● **TAREA**
Reproduce todos los registros que siguen, línea por línea y sin cambiar nada.

[Registros guardados]
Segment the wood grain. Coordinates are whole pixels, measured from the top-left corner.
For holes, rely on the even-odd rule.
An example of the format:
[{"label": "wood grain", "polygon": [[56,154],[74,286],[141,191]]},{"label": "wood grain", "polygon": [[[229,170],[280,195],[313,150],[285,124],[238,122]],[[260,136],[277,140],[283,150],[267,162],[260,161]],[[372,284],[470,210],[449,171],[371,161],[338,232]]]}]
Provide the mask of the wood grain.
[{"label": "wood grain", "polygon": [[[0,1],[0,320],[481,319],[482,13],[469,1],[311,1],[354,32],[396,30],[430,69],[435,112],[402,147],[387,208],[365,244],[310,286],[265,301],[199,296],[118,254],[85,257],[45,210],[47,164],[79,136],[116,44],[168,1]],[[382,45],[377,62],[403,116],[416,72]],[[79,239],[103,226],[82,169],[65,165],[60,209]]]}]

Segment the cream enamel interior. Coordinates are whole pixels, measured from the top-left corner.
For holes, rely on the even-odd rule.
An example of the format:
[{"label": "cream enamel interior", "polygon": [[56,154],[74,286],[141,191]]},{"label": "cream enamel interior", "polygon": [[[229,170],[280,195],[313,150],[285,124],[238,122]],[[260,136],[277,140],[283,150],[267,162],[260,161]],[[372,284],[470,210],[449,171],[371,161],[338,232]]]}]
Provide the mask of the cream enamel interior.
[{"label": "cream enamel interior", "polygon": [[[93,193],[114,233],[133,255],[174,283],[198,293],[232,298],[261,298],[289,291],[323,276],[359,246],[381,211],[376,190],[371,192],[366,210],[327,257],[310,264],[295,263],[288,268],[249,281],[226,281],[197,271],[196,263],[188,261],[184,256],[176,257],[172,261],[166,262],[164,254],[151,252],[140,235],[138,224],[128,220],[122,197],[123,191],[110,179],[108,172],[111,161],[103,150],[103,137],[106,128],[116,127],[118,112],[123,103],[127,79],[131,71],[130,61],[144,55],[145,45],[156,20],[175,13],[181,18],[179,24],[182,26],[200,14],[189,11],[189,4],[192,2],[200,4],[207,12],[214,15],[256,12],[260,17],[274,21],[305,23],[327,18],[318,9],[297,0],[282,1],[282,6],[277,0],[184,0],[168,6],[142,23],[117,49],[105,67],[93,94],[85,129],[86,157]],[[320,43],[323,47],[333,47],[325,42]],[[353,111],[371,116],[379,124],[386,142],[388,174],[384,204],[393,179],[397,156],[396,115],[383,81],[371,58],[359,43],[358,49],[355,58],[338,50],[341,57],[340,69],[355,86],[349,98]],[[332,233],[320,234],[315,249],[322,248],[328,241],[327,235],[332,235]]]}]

● **RESPUESTA**
Segment the wood grain. Coordinates are whole pixels, measured from the top-left corner.
For holes, rely on the even-odd rule.
An example of the format:
[{"label": "wood grain", "polygon": [[56,154],[74,286],[141,191]]},{"label": "wood grain", "polygon": [[[229,170],[280,195],[313,150],[285,124],[238,122]],[[260,136],[277,140],[283,150],[267,162],[260,161]],[[372,284],[470,210],[449,171],[371,161],[338,232]]]}]
Provide the mask of the wood grain.
[{"label": "wood grain", "polygon": [[[0,1],[0,320],[481,319],[482,13],[469,1],[311,1],[354,32],[396,30],[430,69],[435,112],[402,147],[387,208],[365,244],[310,286],[265,301],[199,296],[118,254],[85,257],[45,210],[47,164],[79,136],[116,44],[168,1]],[[382,45],[377,62],[403,116],[416,72]],[[79,239],[103,226],[82,169],[65,165],[60,209]]]}]

Segment the cream enamel interior. Coordinates are whole pixels, measured from the top-left corner.
For holes, rely on the even-odd rule.
An example of the format:
[{"label": "cream enamel interior", "polygon": [[56,154],[74,286],[141,191]]},{"label": "cream enamel interior", "polygon": [[[229,170],[280,195],[313,150],[285,124],[238,122]],[[260,136],[277,140],[283,150],[267,162],[260,161]],[[372,284],[470,210],[449,171],[371,161],[338,232]]]}]
Provide the mask of the cream enamel interior.
[{"label": "cream enamel interior", "polygon": [[[93,193],[114,233],[133,255],[174,283],[198,293],[232,298],[261,298],[289,291],[323,276],[359,246],[381,211],[376,190],[371,192],[366,210],[327,257],[310,264],[295,263],[288,268],[249,281],[226,281],[197,271],[196,263],[188,261],[184,256],[176,257],[172,261],[166,262],[164,254],[151,252],[140,235],[138,224],[128,220],[122,197],[123,191],[110,179],[108,172],[111,161],[103,150],[103,137],[106,128],[116,127],[118,112],[123,103],[127,79],[131,71],[130,61],[144,55],[145,45],[156,20],[175,13],[181,18],[179,24],[182,26],[200,14],[189,11],[189,4],[192,2],[200,4],[207,12],[214,15],[256,12],[260,17],[274,21],[305,23],[327,18],[318,9],[297,0],[282,1],[282,6],[277,0],[184,0],[168,6],[142,23],[117,49],[105,67],[93,94],[85,129],[86,157]],[[320,43],[323,47],[333,47],[325,42]],[[353,111],[371,116],[379,124],[386,142],[388,174],[384,204],[393,179],[397,156],[396,115],[383,81],[371,58],[359,43],[358,49],[355,58],[338,50],[341,57],[340,69],[355,86],[349,98]],[[332,233],[320,234],[315,249],[322,248],[328,241],[327,235],[332,235]]]}]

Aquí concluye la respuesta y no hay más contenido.